** Start of Records **

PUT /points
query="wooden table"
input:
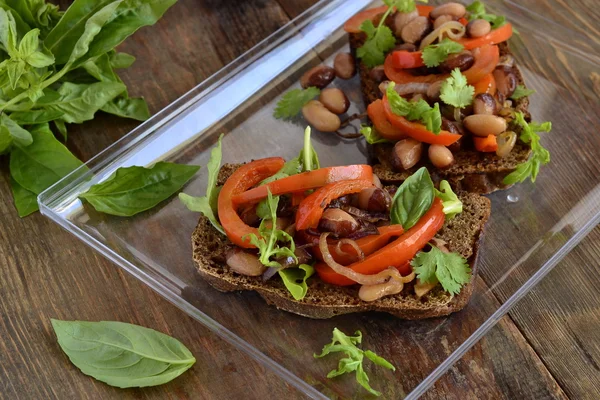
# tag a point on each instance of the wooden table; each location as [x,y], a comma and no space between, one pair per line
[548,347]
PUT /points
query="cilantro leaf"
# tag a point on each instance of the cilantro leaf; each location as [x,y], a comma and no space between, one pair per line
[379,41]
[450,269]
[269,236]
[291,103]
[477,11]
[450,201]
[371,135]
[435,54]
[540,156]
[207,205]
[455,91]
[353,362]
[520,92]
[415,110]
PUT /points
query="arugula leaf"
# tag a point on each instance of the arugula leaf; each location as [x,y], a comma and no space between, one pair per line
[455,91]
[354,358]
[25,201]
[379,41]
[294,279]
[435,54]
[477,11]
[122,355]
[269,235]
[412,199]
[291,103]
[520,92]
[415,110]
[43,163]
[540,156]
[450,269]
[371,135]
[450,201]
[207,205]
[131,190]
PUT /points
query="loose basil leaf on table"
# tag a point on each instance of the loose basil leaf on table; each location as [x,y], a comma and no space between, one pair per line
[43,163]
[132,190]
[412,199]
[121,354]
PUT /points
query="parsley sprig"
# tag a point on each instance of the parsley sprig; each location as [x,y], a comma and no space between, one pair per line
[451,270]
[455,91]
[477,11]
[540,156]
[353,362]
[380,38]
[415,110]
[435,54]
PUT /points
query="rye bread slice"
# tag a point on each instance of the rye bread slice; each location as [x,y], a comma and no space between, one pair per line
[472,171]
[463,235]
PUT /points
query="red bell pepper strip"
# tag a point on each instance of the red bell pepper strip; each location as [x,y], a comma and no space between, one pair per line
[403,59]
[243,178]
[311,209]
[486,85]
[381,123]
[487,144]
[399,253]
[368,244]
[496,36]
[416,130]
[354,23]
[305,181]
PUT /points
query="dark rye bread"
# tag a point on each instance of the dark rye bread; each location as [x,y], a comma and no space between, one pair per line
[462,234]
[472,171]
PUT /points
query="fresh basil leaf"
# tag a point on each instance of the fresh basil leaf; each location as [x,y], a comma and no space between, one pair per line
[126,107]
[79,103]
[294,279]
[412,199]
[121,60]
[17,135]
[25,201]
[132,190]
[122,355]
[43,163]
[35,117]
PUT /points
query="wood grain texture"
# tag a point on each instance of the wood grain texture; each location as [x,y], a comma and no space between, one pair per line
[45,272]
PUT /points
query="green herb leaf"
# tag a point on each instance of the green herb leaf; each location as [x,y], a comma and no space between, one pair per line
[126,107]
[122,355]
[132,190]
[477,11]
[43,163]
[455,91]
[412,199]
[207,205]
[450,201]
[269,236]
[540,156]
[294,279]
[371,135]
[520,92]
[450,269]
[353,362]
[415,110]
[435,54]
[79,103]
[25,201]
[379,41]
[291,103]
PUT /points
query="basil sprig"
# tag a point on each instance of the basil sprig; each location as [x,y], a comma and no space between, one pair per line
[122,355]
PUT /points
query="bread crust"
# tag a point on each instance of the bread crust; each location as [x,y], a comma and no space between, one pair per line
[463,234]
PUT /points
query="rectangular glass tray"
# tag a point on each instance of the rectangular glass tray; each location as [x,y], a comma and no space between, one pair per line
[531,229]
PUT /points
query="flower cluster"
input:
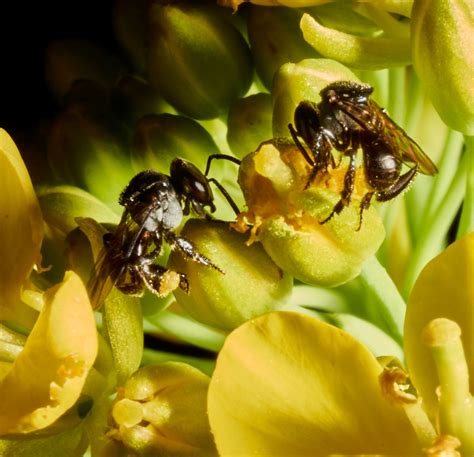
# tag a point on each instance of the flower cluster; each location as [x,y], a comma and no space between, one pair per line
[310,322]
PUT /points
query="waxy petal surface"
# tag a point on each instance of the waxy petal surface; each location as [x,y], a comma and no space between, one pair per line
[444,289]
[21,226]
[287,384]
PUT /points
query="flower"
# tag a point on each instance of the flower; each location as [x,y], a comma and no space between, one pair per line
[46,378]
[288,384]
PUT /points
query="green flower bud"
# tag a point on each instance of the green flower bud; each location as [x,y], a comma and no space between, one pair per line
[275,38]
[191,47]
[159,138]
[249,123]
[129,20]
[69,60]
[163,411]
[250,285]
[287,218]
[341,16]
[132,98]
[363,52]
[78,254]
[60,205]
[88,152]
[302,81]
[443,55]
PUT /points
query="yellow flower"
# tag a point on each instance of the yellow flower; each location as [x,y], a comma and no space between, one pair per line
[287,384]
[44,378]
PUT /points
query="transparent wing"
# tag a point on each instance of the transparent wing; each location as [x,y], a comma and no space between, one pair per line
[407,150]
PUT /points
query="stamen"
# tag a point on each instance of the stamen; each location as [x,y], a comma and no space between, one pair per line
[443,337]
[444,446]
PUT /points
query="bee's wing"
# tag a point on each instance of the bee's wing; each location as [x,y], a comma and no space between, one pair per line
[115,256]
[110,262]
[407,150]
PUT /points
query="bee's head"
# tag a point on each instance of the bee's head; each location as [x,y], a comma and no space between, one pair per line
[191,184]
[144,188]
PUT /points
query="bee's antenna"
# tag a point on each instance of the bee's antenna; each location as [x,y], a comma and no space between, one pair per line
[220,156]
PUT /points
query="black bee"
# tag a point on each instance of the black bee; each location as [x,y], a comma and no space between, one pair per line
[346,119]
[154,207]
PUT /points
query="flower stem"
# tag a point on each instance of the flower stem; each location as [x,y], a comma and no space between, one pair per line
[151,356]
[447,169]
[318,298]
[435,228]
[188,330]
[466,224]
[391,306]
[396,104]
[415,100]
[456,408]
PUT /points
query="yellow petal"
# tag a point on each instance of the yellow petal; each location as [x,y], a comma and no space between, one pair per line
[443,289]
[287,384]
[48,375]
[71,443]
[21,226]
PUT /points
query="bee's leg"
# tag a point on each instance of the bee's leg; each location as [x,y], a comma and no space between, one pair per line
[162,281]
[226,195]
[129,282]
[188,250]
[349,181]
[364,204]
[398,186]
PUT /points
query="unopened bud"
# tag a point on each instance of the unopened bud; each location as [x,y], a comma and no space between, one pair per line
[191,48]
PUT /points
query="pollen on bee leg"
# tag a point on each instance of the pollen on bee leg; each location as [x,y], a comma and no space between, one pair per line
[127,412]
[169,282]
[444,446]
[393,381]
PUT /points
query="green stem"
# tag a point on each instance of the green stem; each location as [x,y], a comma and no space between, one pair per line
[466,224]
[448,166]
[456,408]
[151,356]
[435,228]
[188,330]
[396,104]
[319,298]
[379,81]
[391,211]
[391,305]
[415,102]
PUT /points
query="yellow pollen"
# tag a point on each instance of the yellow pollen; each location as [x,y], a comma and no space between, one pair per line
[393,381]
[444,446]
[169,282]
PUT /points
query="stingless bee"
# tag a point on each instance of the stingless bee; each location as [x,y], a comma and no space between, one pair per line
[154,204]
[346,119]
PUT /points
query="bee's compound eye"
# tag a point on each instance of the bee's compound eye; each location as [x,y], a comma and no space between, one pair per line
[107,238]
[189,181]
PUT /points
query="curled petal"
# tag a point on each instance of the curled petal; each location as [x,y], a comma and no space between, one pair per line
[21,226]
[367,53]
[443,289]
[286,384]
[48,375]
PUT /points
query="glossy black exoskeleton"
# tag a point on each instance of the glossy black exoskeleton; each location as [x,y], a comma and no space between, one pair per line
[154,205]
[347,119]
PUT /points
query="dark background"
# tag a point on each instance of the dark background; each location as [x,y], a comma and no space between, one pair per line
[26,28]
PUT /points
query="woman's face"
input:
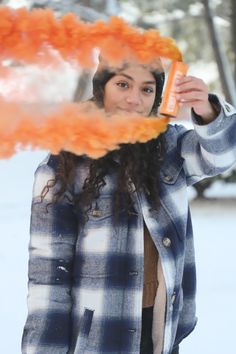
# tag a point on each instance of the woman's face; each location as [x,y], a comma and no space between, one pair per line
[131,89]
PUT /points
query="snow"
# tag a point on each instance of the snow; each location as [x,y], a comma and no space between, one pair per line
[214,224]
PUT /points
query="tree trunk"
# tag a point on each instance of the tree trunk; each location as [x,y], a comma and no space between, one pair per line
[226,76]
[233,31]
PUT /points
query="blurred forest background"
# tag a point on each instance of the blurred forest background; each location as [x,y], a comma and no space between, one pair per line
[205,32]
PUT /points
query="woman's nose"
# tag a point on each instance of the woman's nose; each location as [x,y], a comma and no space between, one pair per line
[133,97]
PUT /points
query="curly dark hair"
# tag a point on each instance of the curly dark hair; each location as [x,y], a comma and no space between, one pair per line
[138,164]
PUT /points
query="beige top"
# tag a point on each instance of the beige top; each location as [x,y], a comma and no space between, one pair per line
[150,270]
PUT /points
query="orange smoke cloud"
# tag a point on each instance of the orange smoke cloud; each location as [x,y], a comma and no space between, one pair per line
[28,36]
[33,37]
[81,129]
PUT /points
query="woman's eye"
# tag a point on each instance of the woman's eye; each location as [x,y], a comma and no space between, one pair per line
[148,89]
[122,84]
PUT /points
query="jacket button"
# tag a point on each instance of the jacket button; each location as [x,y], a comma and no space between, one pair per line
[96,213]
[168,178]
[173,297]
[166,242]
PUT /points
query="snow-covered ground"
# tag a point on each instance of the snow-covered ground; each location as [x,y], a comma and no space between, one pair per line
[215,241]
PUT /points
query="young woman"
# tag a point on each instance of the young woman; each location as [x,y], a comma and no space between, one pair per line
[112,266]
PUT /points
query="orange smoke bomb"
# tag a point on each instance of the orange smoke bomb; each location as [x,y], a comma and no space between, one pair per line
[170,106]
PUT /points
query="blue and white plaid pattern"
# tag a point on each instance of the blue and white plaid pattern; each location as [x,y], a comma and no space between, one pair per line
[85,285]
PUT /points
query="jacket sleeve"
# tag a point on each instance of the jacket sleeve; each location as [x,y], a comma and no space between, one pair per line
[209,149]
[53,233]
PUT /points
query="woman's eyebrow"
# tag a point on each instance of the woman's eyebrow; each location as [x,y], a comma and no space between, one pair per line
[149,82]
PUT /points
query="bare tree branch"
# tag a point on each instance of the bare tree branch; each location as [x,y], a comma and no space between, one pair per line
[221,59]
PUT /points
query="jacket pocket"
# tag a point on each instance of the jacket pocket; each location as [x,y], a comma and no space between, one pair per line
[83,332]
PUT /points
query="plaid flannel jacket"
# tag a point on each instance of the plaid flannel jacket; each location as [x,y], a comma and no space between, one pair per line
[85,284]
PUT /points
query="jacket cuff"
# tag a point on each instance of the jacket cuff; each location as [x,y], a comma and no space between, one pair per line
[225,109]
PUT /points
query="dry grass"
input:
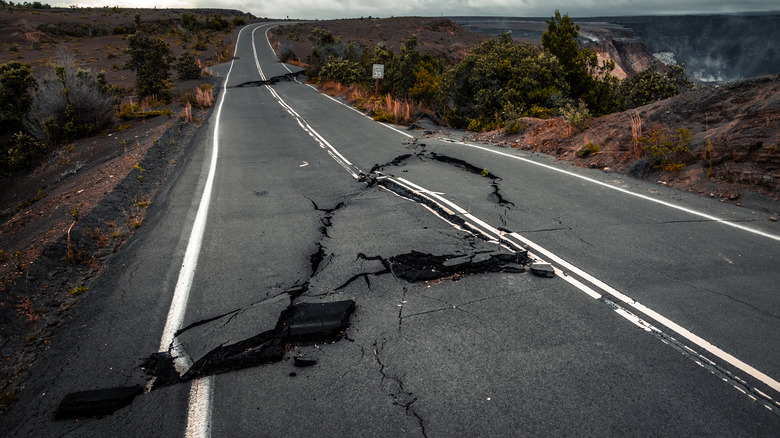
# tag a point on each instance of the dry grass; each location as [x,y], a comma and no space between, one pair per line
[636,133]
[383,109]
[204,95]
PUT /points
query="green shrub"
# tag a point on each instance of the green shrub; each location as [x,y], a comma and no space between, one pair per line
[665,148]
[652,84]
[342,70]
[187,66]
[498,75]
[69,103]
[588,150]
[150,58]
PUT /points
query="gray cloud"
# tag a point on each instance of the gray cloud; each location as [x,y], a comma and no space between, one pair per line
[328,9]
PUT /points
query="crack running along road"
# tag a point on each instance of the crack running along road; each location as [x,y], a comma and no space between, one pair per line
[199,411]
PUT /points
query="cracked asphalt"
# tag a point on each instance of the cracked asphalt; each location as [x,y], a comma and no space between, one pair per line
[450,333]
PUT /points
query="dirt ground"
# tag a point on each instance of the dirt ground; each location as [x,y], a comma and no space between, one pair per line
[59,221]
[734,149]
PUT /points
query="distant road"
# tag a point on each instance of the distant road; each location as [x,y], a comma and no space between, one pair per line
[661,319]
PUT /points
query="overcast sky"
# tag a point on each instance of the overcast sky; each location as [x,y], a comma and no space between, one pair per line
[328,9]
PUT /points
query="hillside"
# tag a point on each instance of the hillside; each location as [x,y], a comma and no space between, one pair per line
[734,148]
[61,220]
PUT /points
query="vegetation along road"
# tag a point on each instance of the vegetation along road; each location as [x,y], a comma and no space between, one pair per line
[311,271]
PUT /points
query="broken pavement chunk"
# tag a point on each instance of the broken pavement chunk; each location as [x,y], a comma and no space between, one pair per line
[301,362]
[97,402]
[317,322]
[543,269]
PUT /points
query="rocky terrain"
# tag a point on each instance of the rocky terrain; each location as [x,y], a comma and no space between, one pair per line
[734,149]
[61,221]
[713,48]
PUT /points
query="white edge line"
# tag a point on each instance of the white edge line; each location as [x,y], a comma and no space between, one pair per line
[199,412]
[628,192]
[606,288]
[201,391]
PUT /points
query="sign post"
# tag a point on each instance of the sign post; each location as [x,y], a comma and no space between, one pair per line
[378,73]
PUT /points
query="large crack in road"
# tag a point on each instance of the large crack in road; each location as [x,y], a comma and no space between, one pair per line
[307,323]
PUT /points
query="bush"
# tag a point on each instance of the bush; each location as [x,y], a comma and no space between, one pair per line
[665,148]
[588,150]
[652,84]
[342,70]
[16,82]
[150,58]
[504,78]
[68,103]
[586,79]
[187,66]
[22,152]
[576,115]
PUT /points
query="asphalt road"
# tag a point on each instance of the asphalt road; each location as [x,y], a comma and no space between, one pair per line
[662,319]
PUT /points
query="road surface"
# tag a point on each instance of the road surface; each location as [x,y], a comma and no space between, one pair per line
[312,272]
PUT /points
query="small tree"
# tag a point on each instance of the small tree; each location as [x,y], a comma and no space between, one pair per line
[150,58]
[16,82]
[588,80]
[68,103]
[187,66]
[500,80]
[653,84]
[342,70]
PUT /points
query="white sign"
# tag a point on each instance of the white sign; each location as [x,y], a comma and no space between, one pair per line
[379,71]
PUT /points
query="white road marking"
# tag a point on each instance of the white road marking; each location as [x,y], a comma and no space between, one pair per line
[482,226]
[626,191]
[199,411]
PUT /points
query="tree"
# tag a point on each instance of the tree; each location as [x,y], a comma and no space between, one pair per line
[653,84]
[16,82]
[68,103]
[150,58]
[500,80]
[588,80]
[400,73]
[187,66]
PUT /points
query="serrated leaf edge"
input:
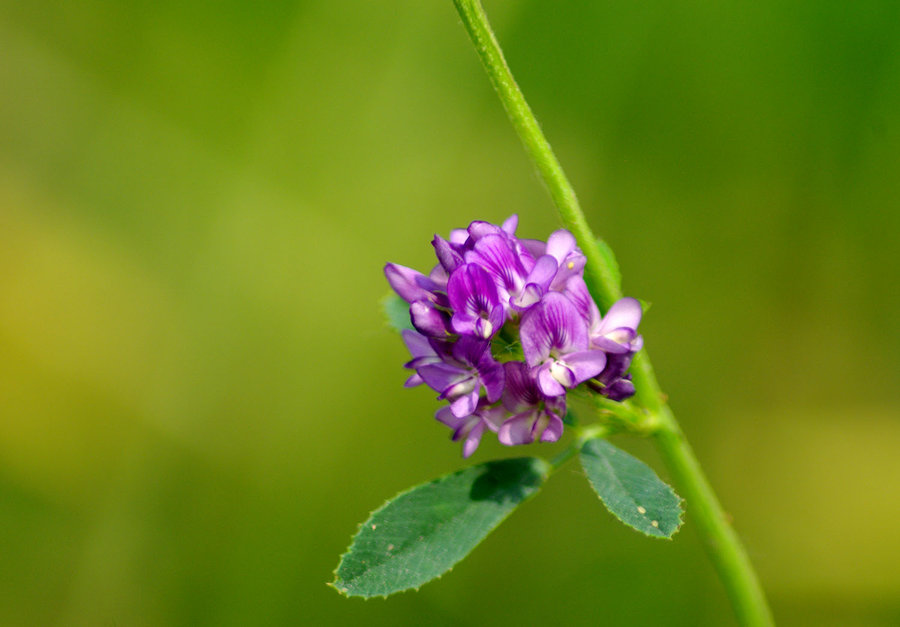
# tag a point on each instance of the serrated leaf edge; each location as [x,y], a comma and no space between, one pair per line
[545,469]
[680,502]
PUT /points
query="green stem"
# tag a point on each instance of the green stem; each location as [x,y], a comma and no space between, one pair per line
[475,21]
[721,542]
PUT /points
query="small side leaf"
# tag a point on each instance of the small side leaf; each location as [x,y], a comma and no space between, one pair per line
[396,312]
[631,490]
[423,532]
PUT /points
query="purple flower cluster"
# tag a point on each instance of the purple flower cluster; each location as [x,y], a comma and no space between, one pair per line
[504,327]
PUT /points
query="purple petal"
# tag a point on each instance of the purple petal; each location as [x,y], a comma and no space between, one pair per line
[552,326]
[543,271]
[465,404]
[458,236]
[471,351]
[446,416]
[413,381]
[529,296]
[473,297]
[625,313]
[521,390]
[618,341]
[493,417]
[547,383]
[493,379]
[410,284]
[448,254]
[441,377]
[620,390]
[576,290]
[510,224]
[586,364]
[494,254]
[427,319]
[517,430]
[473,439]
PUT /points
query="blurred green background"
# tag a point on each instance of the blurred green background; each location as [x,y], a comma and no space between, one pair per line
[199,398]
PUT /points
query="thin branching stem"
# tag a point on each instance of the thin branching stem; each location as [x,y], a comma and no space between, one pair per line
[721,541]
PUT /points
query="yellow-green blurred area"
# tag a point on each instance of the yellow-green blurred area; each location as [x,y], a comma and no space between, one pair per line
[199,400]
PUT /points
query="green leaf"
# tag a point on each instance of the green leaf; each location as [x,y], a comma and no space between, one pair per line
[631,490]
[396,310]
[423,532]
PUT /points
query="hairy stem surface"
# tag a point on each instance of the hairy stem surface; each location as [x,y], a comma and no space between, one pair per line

** End of Records **

Extract every line of the records above that contains the string "table", copying each such line in full. Treat the match as case-sensitive.

query="wooden table"
# tag a point on each instance of the wooden table; each location as [x,y], a comma and no space between, one pair per line
query="loose basil leaf on table"
# tag a point on each instance of the loose basil leaf on table; each location as [x,y], a comma and no space between, one pair per line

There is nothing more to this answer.